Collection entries
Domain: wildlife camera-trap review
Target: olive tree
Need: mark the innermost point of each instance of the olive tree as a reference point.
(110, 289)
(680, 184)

WHAT IS BEING ASKED
Reproduce every line of the records above, requests included, multiplying each point coordinate in the answers by 1.65 and rounding to the nearest whole number, with halves rounded up. Keep all other numbers unchanged.

RESPONSE TO THIS TASK
Domain: wildlife camera-trap review
Target: olive tree
Need: mark the innermost point of each instance of the olive tree as a reference point.
(182, 477)
(1122, 304)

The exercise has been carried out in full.